■ Task directions ■
Beginning at the line that contains "Mark the silver", transcribe the remaining lines of the listing exactly; include the final line and omit everything before.

■ Data lines ■
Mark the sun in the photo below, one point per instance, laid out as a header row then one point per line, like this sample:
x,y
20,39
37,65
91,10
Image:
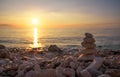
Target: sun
x,y
35,21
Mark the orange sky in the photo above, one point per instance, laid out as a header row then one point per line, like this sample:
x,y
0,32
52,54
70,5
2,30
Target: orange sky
x,y
58,14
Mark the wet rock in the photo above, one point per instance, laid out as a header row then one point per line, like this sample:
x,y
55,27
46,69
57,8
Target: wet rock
x,y
113,72
104,75
2,47
4,61
4,53
54,48
88,35
85,73
12,73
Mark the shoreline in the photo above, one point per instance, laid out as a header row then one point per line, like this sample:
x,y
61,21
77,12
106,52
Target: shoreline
x,y
50,61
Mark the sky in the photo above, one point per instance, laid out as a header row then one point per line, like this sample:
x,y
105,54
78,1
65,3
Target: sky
x,y
60,13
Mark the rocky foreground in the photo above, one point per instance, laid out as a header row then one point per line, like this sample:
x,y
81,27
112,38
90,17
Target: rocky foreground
x,y
54,62
16,62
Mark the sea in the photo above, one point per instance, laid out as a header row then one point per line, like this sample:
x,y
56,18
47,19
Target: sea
x,y
106,38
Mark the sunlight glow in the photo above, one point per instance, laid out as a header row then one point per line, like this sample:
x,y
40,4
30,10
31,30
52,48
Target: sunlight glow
x,y
35,42
35,21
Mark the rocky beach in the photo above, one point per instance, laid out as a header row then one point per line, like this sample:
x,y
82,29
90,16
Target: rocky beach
x,y
56,62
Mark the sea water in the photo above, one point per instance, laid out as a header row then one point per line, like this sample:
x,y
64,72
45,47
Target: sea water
x,y
107,38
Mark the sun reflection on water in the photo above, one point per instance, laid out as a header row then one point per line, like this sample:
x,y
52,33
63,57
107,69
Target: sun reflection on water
x,y
35,44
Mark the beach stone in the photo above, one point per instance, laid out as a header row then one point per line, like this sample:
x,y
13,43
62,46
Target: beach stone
x,y
54,48
2,47
104,75
85,73
88,35
4,53
4,61
69,72
88,45
96,64
88,51
113,72
12,73
89,40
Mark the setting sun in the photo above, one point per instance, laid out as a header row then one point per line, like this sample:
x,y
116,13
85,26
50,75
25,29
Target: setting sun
x,y
35,21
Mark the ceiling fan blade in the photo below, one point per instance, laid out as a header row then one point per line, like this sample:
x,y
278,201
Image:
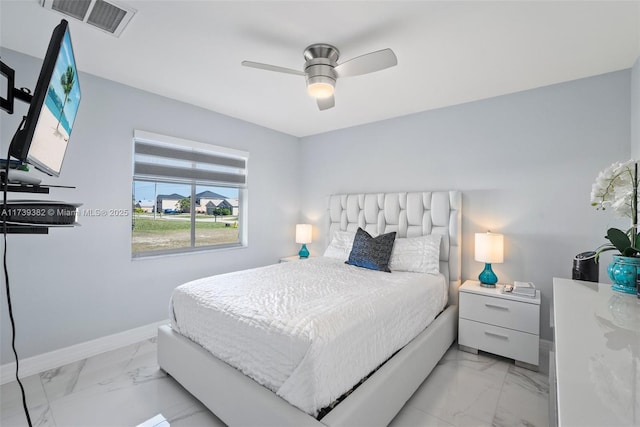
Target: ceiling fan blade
x,y
367,63
326,103
271,68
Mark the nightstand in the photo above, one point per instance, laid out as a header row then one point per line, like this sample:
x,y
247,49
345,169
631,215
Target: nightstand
x,y
292,258
499,323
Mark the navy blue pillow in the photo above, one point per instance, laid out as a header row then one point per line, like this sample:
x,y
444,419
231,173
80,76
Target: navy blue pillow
x,y
373,253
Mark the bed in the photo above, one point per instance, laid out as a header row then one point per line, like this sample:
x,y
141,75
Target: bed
x,y
237,399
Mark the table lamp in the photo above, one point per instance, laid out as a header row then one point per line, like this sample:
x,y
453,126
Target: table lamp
x,y
490,250
303,235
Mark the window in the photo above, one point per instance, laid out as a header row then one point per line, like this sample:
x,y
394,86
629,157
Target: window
x,y
187,196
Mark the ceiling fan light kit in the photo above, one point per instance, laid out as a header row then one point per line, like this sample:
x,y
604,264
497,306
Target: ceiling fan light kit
x,y
321,69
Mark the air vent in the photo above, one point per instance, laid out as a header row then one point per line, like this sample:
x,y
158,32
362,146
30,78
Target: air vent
x,y
108,16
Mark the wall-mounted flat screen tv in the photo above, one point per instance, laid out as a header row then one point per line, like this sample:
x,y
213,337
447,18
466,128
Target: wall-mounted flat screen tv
x,y
43,139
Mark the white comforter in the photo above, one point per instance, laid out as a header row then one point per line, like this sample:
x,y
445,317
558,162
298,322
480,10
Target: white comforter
x,y
307,330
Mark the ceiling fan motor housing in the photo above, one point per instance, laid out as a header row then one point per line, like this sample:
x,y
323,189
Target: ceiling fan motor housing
x,y
321,60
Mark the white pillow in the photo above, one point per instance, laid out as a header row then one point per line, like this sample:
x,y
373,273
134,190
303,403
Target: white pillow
x,y
417,254
340,246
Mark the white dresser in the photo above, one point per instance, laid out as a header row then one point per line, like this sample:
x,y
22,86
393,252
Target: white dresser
x,y
597,355
499,323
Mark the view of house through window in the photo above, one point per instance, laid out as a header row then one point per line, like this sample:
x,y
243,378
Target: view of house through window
x,y
162,216
186,195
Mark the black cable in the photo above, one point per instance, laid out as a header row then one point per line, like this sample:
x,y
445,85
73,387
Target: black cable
x,y
6,278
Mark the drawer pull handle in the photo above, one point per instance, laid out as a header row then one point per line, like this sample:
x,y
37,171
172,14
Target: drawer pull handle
x,y
493,334
500,307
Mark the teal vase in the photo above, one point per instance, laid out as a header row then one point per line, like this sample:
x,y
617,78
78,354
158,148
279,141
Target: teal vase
x,y
623,272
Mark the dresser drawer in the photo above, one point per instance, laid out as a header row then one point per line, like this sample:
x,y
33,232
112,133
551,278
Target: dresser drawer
x,y
503,312
506,342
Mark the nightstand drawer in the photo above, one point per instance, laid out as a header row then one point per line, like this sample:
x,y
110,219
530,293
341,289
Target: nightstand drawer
x,y
500,312
505,342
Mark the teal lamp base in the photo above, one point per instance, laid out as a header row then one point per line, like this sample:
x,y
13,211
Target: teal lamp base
x,y
304,252
488,278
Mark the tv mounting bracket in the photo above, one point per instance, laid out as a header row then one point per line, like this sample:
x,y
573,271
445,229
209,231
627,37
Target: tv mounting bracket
x,y
23,94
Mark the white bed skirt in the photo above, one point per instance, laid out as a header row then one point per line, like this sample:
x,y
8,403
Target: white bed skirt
x,y
238,400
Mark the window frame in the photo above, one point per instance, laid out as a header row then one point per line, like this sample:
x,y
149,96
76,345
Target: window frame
x,y
151,138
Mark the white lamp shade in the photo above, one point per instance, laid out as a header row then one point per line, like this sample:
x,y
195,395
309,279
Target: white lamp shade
x,y
489,247
303,233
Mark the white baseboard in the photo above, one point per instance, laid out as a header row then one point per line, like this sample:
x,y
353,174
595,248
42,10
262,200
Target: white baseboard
x,y
54,359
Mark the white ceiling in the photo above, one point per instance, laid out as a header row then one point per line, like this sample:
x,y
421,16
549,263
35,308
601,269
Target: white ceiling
x,y
448,52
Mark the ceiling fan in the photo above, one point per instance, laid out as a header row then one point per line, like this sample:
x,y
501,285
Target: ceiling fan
x,y
321,69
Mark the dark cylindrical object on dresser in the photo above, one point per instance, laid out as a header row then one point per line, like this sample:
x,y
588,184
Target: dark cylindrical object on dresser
x,y
585,267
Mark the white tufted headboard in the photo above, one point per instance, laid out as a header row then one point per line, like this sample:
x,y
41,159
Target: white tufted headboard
x,y
409,215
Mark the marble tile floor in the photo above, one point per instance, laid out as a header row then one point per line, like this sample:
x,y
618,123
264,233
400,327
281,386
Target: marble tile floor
x,y
125,387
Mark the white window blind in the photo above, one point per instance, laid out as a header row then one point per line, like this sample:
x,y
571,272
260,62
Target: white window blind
x,y
169,159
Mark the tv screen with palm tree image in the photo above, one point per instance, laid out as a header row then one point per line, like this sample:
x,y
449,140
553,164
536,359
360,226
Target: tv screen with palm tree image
x,y
43,140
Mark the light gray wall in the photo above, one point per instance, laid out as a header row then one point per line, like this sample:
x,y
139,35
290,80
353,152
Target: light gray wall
x,y
635,110
79,284
525,164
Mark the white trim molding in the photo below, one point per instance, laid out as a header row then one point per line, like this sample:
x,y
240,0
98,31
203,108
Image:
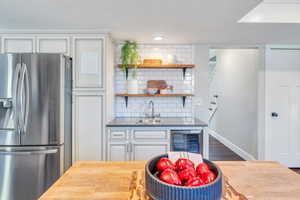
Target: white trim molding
x,y
231,146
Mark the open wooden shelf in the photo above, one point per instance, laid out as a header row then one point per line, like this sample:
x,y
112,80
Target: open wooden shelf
x,y
163,66
183,96
154,95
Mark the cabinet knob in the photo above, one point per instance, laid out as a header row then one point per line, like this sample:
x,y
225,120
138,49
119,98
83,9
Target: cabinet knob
x,y
274,114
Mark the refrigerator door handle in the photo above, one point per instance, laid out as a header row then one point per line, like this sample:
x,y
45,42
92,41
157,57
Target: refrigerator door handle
x,y
26,98
33,152
21,100
15,98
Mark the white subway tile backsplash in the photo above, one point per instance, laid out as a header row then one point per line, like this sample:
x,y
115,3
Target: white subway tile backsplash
x,y
166,106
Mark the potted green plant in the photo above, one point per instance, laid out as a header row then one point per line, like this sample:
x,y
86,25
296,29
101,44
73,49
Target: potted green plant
x,y
130,56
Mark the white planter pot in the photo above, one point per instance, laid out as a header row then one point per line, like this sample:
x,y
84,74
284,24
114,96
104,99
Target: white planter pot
x,y
132,86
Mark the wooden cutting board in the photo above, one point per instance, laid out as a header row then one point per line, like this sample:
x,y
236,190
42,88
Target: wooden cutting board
x,y
159,84
137,190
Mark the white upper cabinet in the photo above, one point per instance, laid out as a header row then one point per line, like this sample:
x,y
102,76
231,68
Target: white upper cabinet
x,y
88,62
53,45
18,44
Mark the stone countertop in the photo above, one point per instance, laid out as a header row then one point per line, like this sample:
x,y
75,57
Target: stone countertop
x,y
165,122
111,180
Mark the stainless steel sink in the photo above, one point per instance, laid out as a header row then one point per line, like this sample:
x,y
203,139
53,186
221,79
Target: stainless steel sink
x,y
149,121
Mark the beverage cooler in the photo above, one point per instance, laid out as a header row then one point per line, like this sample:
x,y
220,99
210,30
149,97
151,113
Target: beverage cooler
x,y
187,140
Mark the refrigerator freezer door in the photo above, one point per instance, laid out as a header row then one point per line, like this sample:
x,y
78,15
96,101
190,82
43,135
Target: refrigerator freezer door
x,y
28,172
42,99
9,116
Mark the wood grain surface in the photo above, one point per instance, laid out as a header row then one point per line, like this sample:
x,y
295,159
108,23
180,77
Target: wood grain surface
x,y
111,181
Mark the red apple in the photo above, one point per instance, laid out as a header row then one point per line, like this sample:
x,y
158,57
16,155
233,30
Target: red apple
x,y
183,163
208,177
187,174
163,164
170,176
202,168
194,182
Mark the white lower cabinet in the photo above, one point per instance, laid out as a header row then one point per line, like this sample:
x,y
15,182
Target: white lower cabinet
x,y
136,145
88,125
118,152
146,151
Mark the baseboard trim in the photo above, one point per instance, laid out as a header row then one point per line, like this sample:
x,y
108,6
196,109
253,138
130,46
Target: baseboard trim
x,y
231,146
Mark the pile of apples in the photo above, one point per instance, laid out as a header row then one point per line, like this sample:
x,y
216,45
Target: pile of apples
x,y
183,173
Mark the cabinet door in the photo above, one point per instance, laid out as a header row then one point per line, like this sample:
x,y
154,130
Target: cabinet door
x,y
18,44
118,152
88,124
53,45
88,62
146,151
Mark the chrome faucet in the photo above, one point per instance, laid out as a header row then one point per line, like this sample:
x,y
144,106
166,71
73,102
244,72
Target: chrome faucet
x,y
151,104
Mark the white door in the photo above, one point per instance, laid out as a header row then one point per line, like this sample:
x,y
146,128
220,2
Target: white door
x,y
88,124
283,106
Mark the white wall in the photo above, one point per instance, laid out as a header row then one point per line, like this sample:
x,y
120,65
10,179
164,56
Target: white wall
x,y
236,82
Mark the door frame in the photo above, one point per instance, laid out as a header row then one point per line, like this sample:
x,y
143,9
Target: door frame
x,y
262,128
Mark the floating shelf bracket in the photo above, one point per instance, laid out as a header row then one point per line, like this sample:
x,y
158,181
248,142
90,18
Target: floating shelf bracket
x,y
183,72
183,101
126,96
126,101
126,73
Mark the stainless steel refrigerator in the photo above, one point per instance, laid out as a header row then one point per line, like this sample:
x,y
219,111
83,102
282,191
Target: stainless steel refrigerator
x,y
35,123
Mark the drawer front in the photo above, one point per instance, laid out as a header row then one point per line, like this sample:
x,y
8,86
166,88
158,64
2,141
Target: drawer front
x,y
118,134
149,134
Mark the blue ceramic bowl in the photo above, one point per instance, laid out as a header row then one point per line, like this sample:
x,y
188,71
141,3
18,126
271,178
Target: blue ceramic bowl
x,y
159,190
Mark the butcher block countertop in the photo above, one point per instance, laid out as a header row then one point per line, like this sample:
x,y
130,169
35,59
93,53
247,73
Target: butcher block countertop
x,y
111,180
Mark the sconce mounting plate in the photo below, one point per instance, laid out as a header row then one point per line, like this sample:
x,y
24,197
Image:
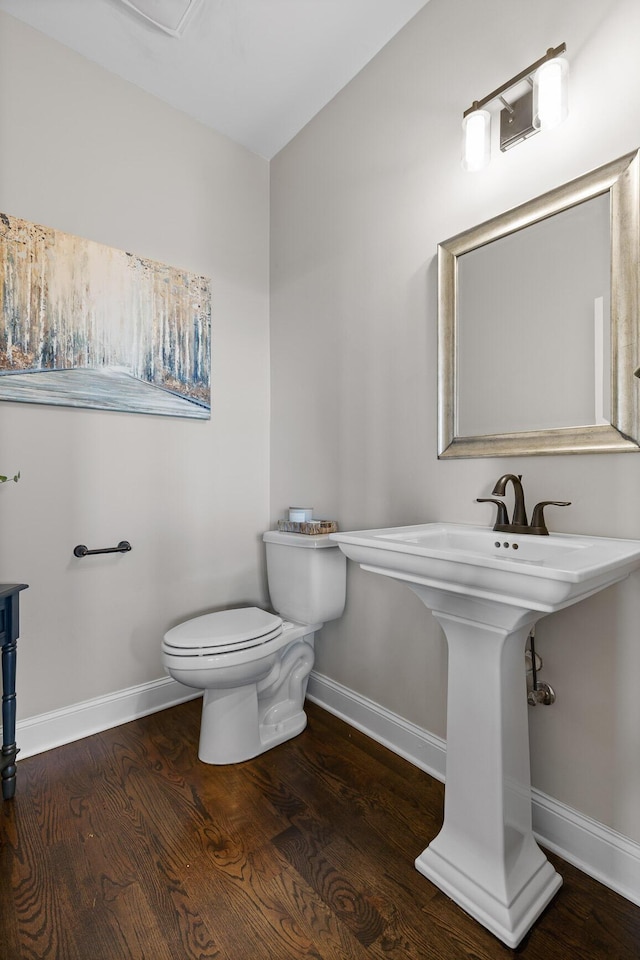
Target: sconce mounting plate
x,y
516,123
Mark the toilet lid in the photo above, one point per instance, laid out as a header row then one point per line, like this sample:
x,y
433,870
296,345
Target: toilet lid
x,y
228,629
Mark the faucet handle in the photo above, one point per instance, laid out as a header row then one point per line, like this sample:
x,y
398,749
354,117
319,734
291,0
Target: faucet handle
x,y
502,517
537,520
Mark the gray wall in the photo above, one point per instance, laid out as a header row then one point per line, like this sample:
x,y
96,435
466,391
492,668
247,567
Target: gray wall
x,y
360,200
87,153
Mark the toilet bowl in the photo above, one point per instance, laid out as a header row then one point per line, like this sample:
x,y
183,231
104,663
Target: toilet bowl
x,y
254,665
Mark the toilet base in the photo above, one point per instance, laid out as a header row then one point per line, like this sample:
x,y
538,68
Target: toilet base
x,y
239,723
230,730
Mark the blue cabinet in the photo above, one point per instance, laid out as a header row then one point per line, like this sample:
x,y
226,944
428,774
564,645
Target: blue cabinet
x,y
9,632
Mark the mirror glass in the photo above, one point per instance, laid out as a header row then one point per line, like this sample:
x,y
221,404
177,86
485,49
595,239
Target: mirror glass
x,y
537,329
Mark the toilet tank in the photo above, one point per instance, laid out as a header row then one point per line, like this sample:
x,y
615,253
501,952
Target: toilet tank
x,y
307,576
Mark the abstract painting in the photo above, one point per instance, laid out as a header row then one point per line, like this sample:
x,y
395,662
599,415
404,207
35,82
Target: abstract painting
x,y
88,325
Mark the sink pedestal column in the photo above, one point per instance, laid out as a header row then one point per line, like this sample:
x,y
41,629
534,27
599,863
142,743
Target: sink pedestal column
x,y
485,857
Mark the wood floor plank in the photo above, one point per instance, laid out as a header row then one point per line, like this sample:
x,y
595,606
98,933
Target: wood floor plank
x,y
123,846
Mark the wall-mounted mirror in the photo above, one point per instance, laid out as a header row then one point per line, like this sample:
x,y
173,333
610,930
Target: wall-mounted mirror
x,y
538,328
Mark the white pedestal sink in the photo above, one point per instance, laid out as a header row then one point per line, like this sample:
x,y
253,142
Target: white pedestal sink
x,y
487,589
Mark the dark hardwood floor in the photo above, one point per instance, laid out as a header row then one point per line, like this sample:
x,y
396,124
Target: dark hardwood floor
x,y
123,845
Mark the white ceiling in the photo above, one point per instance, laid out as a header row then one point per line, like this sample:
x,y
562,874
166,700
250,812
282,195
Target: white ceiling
x,y
255,70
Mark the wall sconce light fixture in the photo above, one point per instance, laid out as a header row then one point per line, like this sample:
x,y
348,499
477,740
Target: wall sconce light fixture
x,y
539,102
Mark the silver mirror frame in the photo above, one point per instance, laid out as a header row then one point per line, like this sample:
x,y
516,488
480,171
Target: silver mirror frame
x,y
621,179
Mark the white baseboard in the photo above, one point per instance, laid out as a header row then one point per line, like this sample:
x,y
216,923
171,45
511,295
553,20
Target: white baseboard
x,y
598,851
593,847
57,727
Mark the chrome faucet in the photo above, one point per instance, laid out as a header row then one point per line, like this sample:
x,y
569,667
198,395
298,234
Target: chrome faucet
x,y
519,522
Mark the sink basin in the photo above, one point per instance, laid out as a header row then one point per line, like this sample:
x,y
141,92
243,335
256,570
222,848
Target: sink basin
x,y
487,590
540,573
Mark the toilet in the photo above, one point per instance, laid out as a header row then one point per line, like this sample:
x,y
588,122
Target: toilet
x,y
254,665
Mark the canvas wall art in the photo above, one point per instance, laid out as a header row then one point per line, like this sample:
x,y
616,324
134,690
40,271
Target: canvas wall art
x,y
88,325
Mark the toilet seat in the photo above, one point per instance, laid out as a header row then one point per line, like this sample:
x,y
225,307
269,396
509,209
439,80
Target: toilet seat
x,y
223,632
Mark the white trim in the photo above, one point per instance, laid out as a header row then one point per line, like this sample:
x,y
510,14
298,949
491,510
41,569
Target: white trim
x,y
53,729
594,848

■ Task response ■
Mark the silver mirror frame in the photo above, one point per instance, laid out as a header row then one point per line, like this sample:
x,y
516,488
480,171
Target: silver mirror frame
x,y
621,179
Mark the white baseboard in the photo above, one point per instance, laid out as a header row then one point per line, like this sample:
x,y
216,923
171,45
511,295
553,20
Target: white baseboard
x,y
598,851
593,847
57,727
Mark the chrome faucet in the photo above, one point per instance, laid out as a header row then one point per line, like this sample:
x,y
569,667
198,395
298,234
Target: chrome faucet
x,y
519,522
Mark the sink basin in the photo above, one point per instance, laid out as a header row then one point per line, like this sample:
x,y
141,92
243,335
256,570
222,848
Target: sink basin
x,y
487,590
540,573
Mark the toilet in the photo above, one point per instance, laid out as a header row then one point per line, like this sample:
x,y
588,122
Target: toilet
x,y
254,665
Mark the canvas wall art in the photo above, one point per instance, laid out as a header row then one point per line, like this sample:
x,y
616,324
134,690
40,271
Target: canvas wall art
x,y
88,325
Mark the toilet seat in the photo above, one point per instance, laid out as a header row then one point per line, like this sample:
x,y
225,307
269,396
509,209
439,80
Target: toilet seat
x,y
223,632
Mark the white trim in the photo above, one point per instance, laid out as a header row then one point per line, like this sample:
x,y
510,14
298,949
491,510
41,569
Target: white trim
x,y
53,729
594,848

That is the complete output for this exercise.